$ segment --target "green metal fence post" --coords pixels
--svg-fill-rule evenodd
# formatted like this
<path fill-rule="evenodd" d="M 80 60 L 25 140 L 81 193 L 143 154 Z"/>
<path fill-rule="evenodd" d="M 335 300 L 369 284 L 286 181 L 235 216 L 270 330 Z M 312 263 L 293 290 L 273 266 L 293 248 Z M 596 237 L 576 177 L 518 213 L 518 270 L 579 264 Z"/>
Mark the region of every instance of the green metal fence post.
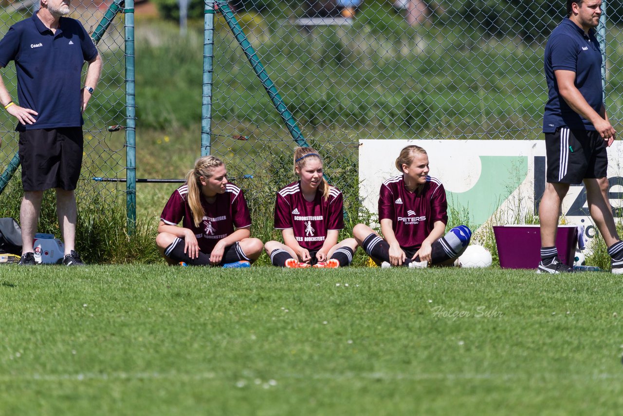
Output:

□ □ □

Task brief: Rewrite every line of the entries above as a numbered list, skipping any blank lines. Leave the pictures out of your answer.

Written solution:
1. $ segment --target "green metal fence post" --coords pixels
2. --svg-fill-rule evenodd
3. # formatted like this
4. <path fill-rule="evenodd" d="M 80 60 L 25 140 L 81 193 L 143 154 Z"/>
5. <path fill-rule="evenodd" d="M 335 300 L 369 284 L 286 181 L 235 216 L 270 330 Z M 312 263 L 293 290 L 273 266 L 293 248 Z M 596 237 L 576 177 L 518 213 L 518 270 L 579 264 Z"/>
6. Mark the region of every instance of the green metal fence post.
7. Output:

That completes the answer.